--- Work to do ---
Provide an exact transcription of all the records.

* * *

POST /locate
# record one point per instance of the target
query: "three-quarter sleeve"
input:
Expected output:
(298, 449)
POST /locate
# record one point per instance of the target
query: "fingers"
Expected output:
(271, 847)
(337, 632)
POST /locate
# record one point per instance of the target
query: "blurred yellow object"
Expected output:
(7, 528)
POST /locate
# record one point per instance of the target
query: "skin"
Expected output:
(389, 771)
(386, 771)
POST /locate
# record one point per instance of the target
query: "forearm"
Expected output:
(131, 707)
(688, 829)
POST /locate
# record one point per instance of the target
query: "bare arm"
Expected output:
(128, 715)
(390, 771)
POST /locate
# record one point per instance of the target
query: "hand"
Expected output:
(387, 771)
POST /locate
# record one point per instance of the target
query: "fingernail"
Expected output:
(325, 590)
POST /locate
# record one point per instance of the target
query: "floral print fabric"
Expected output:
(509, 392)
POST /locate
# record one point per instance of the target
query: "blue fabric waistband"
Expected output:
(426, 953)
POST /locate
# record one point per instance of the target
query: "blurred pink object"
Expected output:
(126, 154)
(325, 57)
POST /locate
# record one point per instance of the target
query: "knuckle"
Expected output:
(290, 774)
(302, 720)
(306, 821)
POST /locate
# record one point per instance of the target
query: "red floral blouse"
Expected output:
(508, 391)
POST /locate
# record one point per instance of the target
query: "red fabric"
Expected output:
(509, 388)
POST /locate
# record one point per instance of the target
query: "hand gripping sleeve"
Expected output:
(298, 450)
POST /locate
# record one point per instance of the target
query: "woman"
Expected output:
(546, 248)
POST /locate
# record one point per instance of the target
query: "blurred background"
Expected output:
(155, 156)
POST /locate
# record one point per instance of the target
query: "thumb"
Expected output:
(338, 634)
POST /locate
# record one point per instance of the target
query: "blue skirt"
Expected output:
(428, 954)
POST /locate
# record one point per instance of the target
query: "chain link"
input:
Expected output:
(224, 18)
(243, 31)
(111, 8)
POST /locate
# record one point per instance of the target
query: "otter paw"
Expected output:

* * *

--- Task result ---
POST /locate
# record one point per instance of the target
query: "three-quarter sleeve"
input:
Expected output:
(298, 449)
POST /locate
# record one point per instance of the target
query: "fingers"
Expected output:
(271, 847)
(337, 632)
POST /locate
# record one point per instance of the target
query: "blurred yellow object"
Expected output:
(7, 528)
POST /locate
# record one point per instance of the target
query: "skin"
Expected output:
(389, 771)
(386, 771)
POST /locate
# record one point per instance of the target
query: "forearm"
Expected output:
(131, 707)
(688, 829)
POST /locate
# record one point per instance of the target
query: "bare arm"
Expected output:
(128, 715)
(390, 771)
POST /locate
# record one point per instance of the target
query: "hand"
Expected output:
(387, 771)
POST /locate
# record one point per instance of the target
query: "fingernail"
Expected output:
(325, 590)
POST /locate
# record one point per instance of the target
query: "floral print fabric"
Expected output:
(509, 392)
POST /locate
# record one point per instance of the target
query: "blue fabric waistband"
Expected output:
(426, 953)
POST /locate
# record one point per instance of the target
query: "blurred pink object"
Expected output:
(126, 154)
(325, 57)
POST /locate
# record one point per instance of the target
query: "knuckle"
Expected output:
(290, 774)
(302, 720)
(306, 821)
POST /locate
# record one point per instance of the target
query: "red floral blouse"
Expected output:
(508, 391)
POST /locate
# record one point per instance of the target
query: "red fabric"
Expected output:
(509, 388)
POST /locate
# record one point per instance of the target
query: "hand gripping sleeve"
Expected output:
(298, 450)
POST /locate
# record one point per instance of the target
query: "woman"
Expected output:
(546, 248)
POST /locate
# record one point per instance of the target
query: "blurred background"
Expected output:
(155, 156)
POST /locate
# record one point per instance of the target
query: "thumb"
Expected output:
(338, 634)
POST /locate
# record one point per instance of the target
query: "blue skirt"
Expected output:
(428, 954)
POST /locate
# record one point per instance of the target
query: "chain link"
input:
Expected output:
(224, 18)
(243, 31)
(111, 8)
POST /locate
# record one point per instance of the target
query: "otter paw"
Expected output:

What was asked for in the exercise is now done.